## INFORMATION SUPPLIED
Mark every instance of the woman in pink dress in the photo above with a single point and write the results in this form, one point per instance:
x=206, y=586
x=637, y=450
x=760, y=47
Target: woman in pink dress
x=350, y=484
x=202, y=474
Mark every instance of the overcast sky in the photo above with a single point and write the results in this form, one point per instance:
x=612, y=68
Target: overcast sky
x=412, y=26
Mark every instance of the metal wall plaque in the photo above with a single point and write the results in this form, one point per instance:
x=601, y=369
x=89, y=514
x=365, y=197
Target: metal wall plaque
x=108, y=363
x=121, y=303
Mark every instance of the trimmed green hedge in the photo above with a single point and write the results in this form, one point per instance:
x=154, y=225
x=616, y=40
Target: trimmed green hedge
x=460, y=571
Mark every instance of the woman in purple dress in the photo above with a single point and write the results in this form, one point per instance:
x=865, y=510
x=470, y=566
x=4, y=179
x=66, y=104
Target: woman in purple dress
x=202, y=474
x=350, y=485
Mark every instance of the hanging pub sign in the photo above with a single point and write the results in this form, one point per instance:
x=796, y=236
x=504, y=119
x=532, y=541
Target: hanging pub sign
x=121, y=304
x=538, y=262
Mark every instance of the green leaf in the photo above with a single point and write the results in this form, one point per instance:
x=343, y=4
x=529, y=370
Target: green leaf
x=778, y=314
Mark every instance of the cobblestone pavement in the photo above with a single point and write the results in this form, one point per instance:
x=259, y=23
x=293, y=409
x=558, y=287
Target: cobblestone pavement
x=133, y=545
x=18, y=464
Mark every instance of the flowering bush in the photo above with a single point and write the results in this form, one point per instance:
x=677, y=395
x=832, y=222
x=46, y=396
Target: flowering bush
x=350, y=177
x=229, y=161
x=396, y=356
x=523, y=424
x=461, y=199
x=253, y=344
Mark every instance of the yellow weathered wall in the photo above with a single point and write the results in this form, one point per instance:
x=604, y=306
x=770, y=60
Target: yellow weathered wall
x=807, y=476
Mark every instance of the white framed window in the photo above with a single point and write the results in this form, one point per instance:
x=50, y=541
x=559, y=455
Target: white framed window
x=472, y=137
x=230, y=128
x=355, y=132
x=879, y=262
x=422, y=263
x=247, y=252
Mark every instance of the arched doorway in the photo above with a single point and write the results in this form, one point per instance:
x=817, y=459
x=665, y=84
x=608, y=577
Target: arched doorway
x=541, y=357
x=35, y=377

## WHAT IS BEING ASKED
Transcribe the entries word for word, starting at the line containing "Mark every instance of the arched" and ending at the last line of the entries.

## ANSWER BELOW
Mark every instance of the arched doorway in the photo above with a single point and write the results in this form, one point per instance:
x=817, y=459
x=665, y=84
x=608, y=577
Target: arched doorway
x=541, y=357
x=35, y=377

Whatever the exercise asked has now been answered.